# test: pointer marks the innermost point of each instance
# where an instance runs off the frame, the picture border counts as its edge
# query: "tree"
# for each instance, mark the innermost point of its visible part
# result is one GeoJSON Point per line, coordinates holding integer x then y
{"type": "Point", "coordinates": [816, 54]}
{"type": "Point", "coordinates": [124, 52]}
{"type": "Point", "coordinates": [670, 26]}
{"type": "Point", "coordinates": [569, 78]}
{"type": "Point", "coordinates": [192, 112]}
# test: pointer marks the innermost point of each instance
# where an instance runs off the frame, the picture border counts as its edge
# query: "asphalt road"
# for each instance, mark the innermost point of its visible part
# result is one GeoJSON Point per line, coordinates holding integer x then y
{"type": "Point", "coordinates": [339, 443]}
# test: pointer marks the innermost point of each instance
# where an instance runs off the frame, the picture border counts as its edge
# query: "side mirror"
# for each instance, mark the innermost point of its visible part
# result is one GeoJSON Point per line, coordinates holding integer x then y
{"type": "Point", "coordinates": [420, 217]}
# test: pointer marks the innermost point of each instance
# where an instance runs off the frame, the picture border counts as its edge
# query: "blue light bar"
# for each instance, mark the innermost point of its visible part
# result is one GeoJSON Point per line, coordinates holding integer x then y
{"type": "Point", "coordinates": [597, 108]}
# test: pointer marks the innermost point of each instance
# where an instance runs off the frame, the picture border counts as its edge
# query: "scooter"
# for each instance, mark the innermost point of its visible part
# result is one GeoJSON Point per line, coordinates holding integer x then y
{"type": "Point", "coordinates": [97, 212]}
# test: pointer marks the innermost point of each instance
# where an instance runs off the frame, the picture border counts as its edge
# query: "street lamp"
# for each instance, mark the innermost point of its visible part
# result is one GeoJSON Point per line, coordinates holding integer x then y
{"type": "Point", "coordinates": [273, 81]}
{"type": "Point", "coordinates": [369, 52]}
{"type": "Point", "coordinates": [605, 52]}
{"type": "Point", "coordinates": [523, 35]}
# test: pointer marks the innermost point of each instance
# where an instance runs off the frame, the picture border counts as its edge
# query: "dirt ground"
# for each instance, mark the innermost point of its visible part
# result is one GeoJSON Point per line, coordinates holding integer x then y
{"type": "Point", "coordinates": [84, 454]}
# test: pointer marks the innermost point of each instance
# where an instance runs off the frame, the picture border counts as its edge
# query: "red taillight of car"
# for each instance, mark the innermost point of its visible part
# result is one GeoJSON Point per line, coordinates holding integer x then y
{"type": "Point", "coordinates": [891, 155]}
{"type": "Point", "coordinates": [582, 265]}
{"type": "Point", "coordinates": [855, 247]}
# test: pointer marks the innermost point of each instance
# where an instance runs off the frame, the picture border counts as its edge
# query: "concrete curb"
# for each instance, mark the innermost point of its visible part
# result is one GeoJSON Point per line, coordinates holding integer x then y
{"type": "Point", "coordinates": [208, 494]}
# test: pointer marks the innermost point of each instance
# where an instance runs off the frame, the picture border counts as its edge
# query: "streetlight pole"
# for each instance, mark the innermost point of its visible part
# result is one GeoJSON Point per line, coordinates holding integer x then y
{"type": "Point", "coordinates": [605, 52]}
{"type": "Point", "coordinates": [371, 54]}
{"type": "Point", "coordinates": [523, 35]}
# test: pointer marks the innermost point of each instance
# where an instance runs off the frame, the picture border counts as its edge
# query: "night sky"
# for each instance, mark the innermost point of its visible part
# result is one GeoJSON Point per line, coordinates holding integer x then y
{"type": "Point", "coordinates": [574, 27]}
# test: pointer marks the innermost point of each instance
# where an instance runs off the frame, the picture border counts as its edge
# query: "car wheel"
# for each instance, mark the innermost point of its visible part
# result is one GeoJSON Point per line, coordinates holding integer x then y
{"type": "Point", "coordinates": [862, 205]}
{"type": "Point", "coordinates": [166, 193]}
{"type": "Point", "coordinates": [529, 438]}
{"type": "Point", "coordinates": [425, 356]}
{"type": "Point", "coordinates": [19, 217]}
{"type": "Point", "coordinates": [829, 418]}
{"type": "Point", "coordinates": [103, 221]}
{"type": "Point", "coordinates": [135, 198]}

---------------

[TASK ITEM]: Return a copy of each line in the entries that contains "query".

[WRITTEN REPLY]:
# query: "tree"
# query: "asphalt road"
# query: "side mirror"
# query: "blue light bar"
# query: "scooter"
# query: "street lamp"
# query: "dirt ground"
# query: "red taillight of car"
# query: "concrete curb"
# query: "streetlight pole"
# query: "night sky"
# query: "car wheel"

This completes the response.